Drawn up by the UK government and NHS England following consultation with industry, academics, regulators and patient representative organisations, the code is designed "to enable the development and adoption of safe, ethical and effective data-driven health and care technologies", the Department of Health & Social Care (DHSC) said.
The code is comprised of 10 principles, including one which encourages those developing, deploying and using data-driven technologies to "explain algorithms to those taking actions based on their outputs".
"When building an algorithm, be it a stand-alone product or integrated within a system, show it clearly and be transparent of the learning methodology (if any) that the algorithm is using," the code said. "Undertake ethical examination of data use specific to this use-case."
"Achieving transparency of algorithms that have a higher potential for harm or unintended decision-making, can ensure the rights of the data subject as set out in the Data Protection Act 2018 are met, to build trust in users and enable better adoption and uptake," it said.
The code also recommends that there is transparency over the context for the algorithm as well as for potential alternative contexts, and around the model on which the specifications are based.

§ **What is required**: How many principles make up the code described in the passage on data-driven health and care technology?

§ **Material provided**:
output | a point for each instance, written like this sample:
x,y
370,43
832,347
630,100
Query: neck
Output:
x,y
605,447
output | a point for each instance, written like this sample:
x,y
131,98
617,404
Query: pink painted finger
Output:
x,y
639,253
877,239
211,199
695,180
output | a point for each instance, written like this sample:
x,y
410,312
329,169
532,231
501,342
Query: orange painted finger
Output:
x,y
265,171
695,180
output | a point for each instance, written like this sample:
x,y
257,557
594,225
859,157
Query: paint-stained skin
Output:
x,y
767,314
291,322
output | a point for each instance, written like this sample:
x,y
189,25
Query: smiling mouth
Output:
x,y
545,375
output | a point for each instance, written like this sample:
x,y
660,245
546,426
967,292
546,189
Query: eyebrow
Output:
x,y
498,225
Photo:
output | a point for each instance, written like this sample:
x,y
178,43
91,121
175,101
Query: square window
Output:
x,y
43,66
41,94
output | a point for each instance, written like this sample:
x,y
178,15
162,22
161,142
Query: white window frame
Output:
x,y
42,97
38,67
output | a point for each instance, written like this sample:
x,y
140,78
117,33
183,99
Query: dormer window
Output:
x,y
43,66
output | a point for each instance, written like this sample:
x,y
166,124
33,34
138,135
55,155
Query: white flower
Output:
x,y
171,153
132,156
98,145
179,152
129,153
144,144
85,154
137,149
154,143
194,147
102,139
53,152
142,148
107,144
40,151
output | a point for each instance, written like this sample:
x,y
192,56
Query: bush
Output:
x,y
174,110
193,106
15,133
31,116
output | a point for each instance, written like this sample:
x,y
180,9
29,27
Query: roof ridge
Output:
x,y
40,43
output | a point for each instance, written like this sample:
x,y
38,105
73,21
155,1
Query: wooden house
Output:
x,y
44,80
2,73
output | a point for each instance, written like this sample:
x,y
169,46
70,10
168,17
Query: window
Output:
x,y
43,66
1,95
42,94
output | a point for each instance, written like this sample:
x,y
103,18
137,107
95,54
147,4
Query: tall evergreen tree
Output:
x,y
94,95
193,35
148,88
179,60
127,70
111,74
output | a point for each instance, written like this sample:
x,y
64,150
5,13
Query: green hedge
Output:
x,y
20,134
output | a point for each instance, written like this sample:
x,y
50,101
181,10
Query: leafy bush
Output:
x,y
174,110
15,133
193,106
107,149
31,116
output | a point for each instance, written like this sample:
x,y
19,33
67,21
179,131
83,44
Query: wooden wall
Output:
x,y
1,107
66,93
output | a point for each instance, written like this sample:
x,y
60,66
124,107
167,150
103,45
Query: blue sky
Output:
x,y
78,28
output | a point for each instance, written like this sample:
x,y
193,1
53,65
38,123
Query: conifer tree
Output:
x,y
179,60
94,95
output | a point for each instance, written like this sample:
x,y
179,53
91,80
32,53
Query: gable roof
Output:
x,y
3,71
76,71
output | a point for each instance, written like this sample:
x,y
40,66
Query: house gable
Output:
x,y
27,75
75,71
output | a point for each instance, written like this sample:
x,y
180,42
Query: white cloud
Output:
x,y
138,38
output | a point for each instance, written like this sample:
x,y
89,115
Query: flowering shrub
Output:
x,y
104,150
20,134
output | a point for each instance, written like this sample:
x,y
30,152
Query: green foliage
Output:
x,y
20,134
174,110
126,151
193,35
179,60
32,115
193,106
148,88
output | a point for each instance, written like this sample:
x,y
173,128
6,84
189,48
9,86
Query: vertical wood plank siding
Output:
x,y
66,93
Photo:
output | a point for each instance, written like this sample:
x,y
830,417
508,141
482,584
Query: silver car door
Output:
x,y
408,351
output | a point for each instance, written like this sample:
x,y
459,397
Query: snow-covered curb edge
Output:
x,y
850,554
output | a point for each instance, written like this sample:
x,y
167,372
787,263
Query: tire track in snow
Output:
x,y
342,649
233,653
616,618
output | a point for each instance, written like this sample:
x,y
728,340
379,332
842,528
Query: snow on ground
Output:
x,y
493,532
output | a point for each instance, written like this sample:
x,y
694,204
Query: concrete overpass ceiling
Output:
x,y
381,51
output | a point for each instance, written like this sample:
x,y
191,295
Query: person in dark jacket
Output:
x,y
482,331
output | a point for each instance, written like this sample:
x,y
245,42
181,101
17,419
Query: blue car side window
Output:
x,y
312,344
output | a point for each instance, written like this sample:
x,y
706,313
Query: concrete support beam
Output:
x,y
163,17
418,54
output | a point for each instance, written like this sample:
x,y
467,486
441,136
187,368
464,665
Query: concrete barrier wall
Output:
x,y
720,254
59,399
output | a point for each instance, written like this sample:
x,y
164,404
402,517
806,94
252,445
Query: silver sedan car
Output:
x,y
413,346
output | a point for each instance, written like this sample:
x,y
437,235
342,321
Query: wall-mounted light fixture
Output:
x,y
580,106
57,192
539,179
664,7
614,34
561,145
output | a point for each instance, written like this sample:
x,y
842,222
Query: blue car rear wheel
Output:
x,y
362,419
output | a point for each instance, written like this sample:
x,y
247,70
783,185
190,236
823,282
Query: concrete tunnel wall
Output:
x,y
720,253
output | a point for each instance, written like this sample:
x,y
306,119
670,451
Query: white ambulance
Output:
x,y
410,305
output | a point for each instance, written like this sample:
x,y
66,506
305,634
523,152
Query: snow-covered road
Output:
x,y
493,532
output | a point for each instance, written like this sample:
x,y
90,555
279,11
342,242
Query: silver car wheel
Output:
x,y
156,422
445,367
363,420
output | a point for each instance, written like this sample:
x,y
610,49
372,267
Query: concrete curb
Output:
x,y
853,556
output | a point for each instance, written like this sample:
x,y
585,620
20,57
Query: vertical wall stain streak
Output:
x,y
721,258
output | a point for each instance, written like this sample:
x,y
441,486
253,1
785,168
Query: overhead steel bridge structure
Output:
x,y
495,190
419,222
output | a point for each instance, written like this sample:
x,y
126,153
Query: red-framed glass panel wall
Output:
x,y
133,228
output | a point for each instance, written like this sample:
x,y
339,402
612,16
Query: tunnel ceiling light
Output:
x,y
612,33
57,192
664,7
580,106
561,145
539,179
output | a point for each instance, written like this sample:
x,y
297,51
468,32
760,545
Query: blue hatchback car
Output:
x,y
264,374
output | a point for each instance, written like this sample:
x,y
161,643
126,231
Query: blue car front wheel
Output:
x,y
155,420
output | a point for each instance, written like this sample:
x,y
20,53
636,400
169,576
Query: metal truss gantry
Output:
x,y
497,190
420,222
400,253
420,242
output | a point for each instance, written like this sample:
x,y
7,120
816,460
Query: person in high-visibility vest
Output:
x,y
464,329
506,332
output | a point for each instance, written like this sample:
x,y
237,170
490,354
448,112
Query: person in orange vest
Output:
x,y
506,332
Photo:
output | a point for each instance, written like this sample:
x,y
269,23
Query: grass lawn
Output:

§ **Reply to the task**: The code is made up of 10 principles.